◆ Job: Starting at the beginning of the data and ending at the line containing "point(314, 87)", write out every line again, shifting each answer point by adding 148 to both of its coordinates while leaving the sample points inside the wording unchanged. Leave the pictures out.

◆ Dataset:

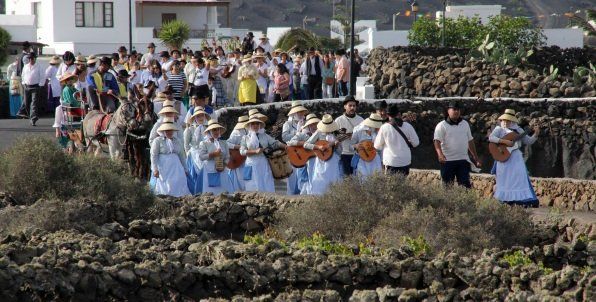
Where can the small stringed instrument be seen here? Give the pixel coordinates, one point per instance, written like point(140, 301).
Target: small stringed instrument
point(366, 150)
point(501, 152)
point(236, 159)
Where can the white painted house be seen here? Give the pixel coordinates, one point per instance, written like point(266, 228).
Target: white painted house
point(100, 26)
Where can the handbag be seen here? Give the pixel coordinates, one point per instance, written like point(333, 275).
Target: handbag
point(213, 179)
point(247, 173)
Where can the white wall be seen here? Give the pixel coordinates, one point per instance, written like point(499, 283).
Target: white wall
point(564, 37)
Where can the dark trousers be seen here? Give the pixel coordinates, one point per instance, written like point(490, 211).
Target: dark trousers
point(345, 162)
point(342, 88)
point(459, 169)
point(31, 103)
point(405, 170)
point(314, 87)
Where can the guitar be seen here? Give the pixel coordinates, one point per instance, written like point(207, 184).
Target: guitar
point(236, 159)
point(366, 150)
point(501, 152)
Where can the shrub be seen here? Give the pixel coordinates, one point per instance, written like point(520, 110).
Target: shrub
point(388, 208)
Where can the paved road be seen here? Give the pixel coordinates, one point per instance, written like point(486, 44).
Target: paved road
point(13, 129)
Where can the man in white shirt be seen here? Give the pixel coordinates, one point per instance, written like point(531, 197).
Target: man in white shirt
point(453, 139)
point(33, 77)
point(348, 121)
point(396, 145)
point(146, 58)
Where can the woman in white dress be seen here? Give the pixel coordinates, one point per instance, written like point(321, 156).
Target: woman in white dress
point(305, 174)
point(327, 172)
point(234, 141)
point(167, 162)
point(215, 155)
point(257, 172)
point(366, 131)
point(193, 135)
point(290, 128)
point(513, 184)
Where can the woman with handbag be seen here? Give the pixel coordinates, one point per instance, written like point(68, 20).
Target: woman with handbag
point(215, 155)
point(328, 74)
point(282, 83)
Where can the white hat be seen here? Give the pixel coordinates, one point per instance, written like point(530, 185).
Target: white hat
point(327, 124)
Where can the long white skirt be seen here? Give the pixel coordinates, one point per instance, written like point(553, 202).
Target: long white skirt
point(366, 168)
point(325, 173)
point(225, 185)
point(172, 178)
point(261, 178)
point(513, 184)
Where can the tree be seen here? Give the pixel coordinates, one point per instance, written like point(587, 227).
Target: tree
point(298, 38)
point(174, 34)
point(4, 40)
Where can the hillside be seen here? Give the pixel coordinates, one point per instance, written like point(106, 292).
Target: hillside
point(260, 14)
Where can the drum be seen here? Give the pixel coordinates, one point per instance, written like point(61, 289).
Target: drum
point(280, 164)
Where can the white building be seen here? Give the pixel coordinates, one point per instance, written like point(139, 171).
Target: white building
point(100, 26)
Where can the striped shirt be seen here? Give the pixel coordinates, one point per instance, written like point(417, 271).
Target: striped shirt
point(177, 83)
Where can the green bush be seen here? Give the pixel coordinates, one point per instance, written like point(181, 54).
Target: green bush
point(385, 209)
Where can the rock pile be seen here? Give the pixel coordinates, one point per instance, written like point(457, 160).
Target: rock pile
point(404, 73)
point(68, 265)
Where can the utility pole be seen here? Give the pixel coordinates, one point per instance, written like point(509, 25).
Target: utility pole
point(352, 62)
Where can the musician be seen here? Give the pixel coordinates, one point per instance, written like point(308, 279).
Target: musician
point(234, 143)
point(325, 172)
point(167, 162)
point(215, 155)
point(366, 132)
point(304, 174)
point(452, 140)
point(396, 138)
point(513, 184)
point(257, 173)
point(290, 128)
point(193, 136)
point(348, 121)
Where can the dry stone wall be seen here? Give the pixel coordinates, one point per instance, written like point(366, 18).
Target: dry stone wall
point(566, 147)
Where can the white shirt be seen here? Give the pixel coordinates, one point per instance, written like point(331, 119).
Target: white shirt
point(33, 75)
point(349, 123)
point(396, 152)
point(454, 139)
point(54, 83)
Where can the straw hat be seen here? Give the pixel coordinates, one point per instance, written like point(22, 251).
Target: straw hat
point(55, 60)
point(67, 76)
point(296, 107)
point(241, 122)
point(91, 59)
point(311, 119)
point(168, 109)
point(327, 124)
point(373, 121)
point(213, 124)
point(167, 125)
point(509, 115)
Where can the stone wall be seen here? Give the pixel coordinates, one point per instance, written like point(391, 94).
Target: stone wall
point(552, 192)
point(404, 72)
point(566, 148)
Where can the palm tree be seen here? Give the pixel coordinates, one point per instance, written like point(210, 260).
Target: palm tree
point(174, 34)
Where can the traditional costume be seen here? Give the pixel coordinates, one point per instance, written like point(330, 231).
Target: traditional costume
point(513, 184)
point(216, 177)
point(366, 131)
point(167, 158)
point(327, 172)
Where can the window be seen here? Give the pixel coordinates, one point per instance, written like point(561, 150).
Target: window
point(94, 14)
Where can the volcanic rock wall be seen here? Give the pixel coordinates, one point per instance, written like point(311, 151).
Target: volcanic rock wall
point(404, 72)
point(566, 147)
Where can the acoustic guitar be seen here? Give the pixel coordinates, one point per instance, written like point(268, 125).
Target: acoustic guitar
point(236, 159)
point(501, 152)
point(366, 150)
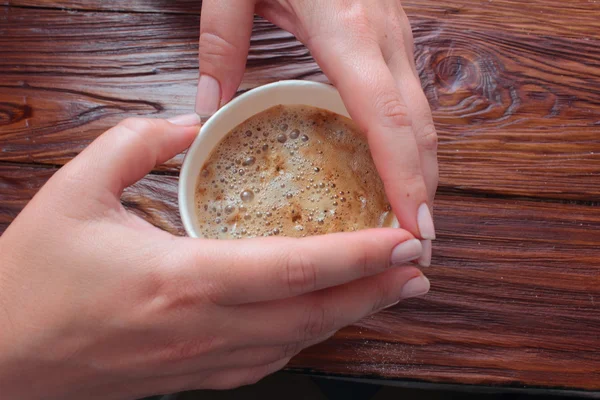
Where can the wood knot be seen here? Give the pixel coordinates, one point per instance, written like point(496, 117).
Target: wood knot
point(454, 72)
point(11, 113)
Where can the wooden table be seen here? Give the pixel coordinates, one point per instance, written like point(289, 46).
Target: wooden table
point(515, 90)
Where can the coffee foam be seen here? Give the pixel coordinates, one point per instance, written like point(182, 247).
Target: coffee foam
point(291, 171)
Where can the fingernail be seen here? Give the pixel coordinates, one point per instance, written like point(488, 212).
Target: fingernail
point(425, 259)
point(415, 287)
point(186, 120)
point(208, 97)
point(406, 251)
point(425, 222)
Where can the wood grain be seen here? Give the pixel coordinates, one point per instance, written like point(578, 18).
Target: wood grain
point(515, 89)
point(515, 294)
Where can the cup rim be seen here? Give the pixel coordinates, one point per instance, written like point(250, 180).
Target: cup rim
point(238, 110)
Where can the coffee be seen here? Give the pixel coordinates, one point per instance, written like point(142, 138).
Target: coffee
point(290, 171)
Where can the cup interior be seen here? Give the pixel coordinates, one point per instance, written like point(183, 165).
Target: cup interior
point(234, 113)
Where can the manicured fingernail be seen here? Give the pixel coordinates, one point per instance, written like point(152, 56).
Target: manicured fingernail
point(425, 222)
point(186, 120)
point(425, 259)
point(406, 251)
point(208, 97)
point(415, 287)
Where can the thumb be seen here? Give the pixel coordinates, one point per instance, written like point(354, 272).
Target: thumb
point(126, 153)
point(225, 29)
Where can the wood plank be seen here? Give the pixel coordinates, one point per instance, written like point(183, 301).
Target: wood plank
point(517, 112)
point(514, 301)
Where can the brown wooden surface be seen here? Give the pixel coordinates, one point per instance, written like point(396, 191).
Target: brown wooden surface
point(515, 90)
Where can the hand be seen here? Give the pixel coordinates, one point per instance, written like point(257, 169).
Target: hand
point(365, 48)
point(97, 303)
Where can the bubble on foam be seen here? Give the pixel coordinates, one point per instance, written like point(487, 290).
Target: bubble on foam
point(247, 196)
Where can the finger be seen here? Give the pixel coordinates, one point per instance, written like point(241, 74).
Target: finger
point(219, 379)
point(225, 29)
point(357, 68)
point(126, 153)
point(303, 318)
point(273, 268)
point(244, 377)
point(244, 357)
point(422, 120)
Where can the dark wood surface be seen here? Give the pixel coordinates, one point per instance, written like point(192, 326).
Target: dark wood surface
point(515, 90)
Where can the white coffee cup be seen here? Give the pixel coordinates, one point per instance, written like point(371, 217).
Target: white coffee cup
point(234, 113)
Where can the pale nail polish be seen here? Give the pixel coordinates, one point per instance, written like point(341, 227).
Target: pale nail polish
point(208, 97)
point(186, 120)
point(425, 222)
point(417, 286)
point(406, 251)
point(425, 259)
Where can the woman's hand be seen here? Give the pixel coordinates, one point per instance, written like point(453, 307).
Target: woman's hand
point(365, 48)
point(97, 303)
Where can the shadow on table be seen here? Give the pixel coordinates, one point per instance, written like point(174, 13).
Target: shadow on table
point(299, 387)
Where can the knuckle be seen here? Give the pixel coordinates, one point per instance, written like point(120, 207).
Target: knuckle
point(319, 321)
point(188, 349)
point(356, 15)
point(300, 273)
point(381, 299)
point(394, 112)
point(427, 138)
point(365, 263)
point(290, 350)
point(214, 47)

◆ Answer below:
Where can the small stringed instrument be seen here? Give the pixel coordinates, one point per instance, written like point(140, 301).
Target: small stringed instrument
point(514, 298)
point(649, 300)
point(384, 307)
Where can the white painted house be seen here? Give the pixel coordinates, one point per instance, written like point(266, 228).
Target: white painted house
point(248, 174)
Where can the handbag be seen here? Give the pixel coordinates, one point per instance, written like point(333, 275).
Target: handbag
point(361, 327)
point(395, 321)
Where can the white wall be seen here? Give the pixel coordinates, one point per instance, written like point(499, 283).
Target: white wall
point(712, 185)
Where can the dark trousers be seen here? Give the pixel coordinates, one point per instance, written like point(490, 211).
Target: dark trousers
point(493, 310)
point(490, 236)
point(607, 317)
point(179, 251)
point(553, 318)
point(462, 235)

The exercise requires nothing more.